■ Written exercise A
Count the lines of the records that contain the string "teal". Give only the number.

■ Text extract
1. Introduction
Poorly designed drilling operations can make drilling less efficient. This can cause problems such as damaged bits, slower drilling, twisted drill strings, and inaccurate measurement while drilling (MWD) tools. These issues can lead to unwanted round-tipping operations and drive up the cost of drilling. During tripping operations, the movement of the drill string in and out of the wellbore, making and breaking connections, results in undesired non-productive time (NPT) being spent, hence increasing drilling costs. It is logical to run the drill string up to its permissible threshold speed and shorten the time related to the tripping operation. However, drill string movement beyond the allowable speed will lead to well collapse and fluid influx to the wellbore while tripping out (the swabbing effect), and well fracturing while tripping in (the surging effect). The consequence of well collapse may cause drill string sticking. When the initial and alternative drill string unsticking operations are carried out without success, the final action is to locate the point of sticking, cut the drill string at the fee point, and then sidetrack. This results in a significant increase in the well budget.

■ Written exercise B
According to the drilling introduction, why must the drill string not be moved faster than its allowable speed during tripping? Answer in one to three sentences.

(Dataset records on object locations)
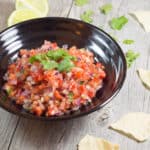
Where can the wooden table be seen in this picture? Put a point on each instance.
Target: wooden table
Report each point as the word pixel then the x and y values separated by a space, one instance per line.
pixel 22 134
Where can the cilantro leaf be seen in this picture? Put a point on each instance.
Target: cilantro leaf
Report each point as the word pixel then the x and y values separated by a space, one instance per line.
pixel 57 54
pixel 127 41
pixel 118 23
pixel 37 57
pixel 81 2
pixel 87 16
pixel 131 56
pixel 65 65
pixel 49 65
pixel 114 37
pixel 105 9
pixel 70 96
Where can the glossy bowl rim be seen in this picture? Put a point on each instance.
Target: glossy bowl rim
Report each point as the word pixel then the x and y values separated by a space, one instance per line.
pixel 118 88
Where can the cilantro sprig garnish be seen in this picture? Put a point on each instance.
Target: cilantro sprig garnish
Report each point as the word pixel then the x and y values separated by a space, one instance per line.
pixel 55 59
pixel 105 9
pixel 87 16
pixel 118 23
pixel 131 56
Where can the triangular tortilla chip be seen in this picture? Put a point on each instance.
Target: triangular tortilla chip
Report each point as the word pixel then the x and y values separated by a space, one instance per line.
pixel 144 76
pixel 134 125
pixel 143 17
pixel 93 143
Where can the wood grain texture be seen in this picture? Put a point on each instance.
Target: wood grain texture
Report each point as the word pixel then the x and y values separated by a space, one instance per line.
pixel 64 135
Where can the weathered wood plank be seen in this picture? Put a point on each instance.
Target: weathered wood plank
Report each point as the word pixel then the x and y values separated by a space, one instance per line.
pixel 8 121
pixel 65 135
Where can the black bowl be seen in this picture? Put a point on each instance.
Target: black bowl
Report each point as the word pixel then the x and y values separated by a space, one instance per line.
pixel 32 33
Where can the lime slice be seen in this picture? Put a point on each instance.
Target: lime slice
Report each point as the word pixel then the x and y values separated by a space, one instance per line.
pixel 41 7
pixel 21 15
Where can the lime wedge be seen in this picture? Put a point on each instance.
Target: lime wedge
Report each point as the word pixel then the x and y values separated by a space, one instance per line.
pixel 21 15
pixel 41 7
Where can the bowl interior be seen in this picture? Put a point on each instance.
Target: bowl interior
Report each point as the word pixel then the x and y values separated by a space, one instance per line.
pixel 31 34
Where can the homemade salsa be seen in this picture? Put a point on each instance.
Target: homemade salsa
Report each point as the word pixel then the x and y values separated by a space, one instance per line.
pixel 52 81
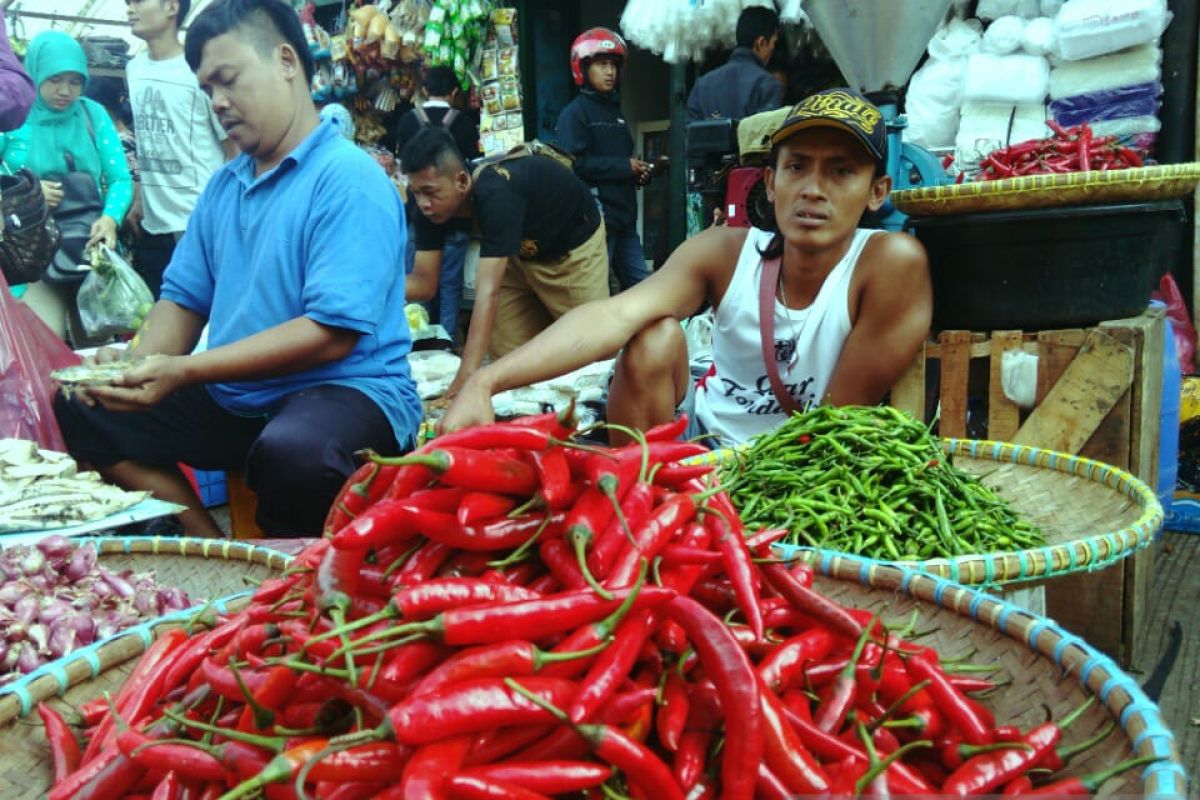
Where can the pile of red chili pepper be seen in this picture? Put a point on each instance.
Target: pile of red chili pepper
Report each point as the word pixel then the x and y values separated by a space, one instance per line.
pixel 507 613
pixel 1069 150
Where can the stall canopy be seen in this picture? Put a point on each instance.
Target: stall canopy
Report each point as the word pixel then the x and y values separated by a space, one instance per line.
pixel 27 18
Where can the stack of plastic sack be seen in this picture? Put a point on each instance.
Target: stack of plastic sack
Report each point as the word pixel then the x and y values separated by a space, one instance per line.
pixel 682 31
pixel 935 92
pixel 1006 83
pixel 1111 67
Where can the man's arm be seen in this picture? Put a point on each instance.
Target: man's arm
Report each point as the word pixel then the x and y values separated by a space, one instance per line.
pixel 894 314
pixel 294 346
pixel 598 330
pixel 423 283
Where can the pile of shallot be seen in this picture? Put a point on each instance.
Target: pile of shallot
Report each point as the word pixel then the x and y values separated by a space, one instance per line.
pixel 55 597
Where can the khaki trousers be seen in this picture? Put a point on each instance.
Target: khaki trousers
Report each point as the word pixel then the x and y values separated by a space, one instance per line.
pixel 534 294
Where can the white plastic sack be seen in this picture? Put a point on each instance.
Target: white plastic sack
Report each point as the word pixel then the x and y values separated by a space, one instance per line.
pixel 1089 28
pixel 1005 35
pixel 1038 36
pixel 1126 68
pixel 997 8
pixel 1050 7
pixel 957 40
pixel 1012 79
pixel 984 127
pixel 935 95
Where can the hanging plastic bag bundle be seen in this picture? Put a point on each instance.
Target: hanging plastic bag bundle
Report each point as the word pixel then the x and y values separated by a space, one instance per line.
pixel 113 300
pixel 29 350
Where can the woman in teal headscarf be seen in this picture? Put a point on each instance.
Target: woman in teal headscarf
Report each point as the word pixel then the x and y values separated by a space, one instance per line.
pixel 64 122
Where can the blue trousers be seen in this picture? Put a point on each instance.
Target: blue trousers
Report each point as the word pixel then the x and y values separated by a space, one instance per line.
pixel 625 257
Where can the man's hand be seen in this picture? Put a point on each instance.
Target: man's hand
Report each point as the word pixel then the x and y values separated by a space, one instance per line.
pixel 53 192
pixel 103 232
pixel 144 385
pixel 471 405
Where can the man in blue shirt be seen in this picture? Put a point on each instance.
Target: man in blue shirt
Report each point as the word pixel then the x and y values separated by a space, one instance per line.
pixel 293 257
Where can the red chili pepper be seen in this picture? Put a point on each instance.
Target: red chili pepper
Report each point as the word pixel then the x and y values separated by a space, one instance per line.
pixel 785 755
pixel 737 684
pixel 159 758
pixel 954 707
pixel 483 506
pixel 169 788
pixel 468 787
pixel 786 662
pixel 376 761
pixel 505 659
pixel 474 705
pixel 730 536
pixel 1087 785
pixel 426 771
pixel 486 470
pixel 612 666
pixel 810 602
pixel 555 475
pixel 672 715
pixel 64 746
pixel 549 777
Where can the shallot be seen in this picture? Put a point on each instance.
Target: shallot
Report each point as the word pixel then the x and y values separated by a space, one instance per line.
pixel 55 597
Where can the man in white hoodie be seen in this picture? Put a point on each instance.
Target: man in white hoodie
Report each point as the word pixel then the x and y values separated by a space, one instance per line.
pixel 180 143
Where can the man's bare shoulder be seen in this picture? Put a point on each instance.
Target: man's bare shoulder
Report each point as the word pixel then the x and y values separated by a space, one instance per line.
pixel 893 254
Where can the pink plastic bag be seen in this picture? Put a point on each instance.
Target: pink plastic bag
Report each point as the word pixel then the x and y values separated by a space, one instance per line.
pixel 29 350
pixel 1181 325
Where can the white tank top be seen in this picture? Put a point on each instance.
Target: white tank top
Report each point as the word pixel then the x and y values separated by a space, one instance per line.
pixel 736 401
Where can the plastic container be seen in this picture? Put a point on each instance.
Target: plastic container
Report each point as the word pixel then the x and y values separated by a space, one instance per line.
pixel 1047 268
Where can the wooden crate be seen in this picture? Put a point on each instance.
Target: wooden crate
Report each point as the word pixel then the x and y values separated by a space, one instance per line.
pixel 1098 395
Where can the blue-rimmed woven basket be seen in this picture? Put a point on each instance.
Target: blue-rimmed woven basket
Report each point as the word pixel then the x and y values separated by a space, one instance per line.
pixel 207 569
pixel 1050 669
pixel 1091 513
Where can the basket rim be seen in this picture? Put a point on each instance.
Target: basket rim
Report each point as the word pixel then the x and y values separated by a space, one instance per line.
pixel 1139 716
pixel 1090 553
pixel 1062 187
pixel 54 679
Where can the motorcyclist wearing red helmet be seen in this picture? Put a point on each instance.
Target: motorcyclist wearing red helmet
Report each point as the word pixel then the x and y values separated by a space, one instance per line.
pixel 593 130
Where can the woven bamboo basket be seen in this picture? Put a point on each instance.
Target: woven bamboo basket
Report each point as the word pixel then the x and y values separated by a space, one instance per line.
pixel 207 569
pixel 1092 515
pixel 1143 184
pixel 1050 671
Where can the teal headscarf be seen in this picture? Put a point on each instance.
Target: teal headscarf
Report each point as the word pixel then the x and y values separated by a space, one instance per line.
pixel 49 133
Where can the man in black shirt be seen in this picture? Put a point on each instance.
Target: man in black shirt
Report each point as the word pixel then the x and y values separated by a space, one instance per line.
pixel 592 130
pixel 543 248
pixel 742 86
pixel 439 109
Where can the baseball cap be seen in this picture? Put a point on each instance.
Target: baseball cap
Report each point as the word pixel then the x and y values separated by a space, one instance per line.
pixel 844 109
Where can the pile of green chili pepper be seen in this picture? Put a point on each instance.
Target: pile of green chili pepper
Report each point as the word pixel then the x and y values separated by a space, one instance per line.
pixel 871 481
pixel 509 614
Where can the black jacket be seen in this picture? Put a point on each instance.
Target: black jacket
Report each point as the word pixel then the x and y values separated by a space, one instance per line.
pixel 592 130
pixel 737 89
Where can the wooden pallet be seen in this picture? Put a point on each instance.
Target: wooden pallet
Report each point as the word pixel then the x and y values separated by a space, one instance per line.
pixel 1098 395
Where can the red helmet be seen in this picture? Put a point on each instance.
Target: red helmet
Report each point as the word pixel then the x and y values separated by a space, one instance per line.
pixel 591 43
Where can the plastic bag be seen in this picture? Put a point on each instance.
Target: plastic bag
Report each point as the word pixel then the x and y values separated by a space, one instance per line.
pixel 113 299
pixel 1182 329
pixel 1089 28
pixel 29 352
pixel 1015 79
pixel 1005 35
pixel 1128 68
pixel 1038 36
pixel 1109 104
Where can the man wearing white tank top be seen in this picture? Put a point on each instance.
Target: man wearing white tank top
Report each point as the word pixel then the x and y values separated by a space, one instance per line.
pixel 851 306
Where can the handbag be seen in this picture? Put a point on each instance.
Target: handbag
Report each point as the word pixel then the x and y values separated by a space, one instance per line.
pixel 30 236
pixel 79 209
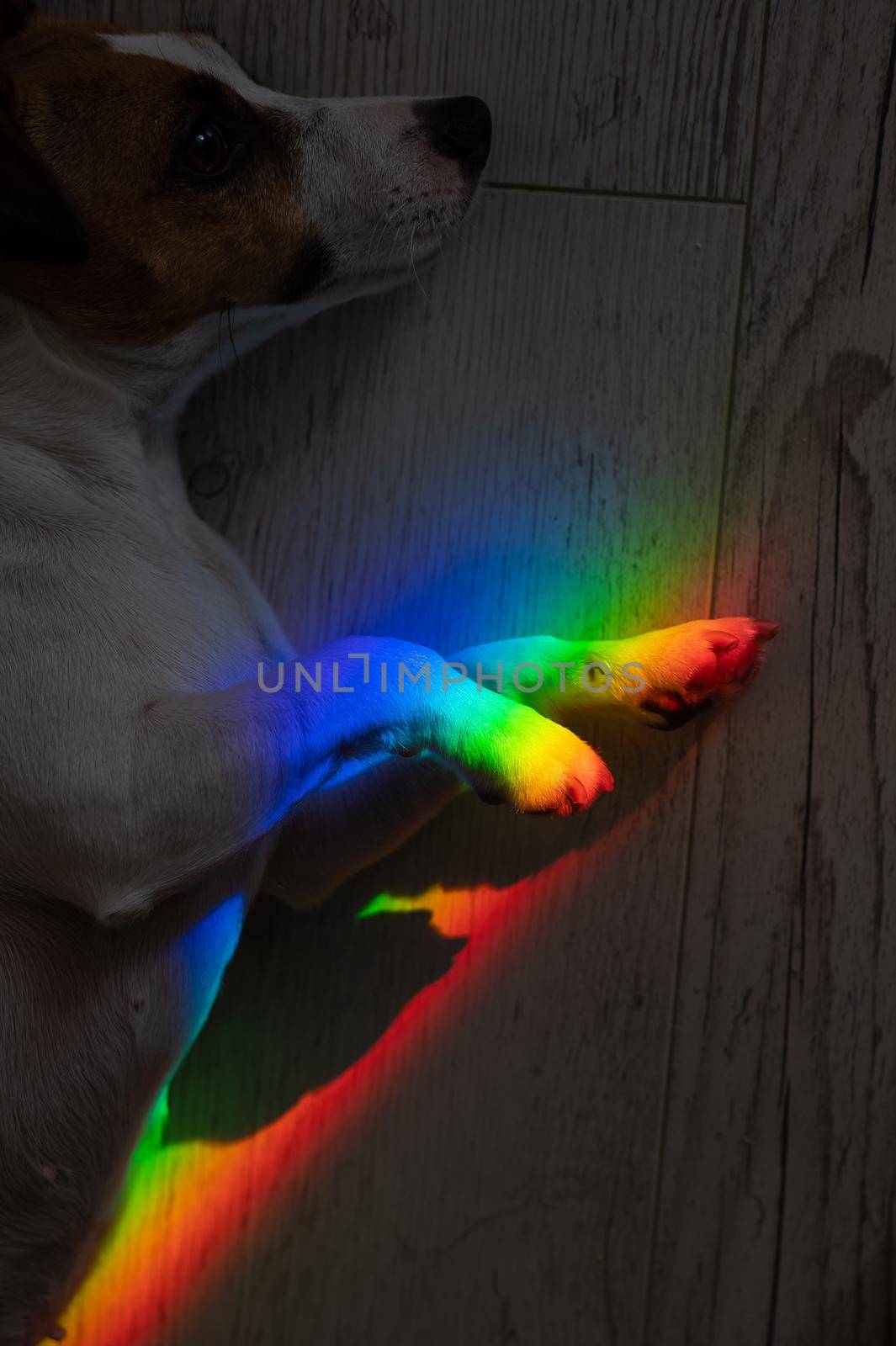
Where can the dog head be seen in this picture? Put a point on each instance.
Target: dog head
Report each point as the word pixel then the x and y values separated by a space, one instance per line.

■ Finished answer A
4

■ Finished answer B
Exceeding the allowable speed leads to well collapse and fluid influx to the wellbore while tripping out, which is the swabbing effect. It also causes well fracturing while tripping in, which is the surging effect. Well collapse may in turn cause the drill string to stick.